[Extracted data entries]
+ + + +
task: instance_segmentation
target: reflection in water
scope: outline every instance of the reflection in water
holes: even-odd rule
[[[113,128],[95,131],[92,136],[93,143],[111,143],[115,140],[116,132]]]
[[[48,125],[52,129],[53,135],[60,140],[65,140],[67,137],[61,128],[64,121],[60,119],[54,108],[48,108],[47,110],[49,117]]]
+ + + +
Which lines of the records contain the word "water", matching case? Gather each of them.

*Solution to the problem:*
target: reflection in water
scope: outline every instance of the reflection in water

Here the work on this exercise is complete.